• _DIRECTIVE_
Copy out the records below, changing "mud flap" to "splash guard" wherever it occurs and leaving everything else as it is.

____ MATERIAL FOR THIS TASK

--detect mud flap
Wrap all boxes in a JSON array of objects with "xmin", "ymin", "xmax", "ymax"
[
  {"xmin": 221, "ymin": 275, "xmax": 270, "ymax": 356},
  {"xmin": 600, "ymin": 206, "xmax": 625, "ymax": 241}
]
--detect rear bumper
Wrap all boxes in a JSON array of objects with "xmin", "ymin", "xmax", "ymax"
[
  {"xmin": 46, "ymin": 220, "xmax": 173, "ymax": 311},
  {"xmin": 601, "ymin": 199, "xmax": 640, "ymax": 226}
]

________

• _SOLUTION TO THE EXERCISE_
--detect splash guard
Wrap all boxes in a JSON array of objects with "xmin", "ymin", "xmax", "ymax"
[
  {"xmin": 221, "ymin": 275, "xmax": 270, "ymax": 356},
  {"xmin": 600, "ymin": 206, "xmax": 625, "ymax": 241}
]
--detect rear bumper
Wrap all boxes in a JSON array of objects with "xmin", "ymin", "xmax", "ymax"
[
  {"xmin": 46, "ymin": 220, "xmax": 173, "ymax": 311},
  {"xmin": 601, "ymin": 199, "xmax": 640, "ymax": 226}
]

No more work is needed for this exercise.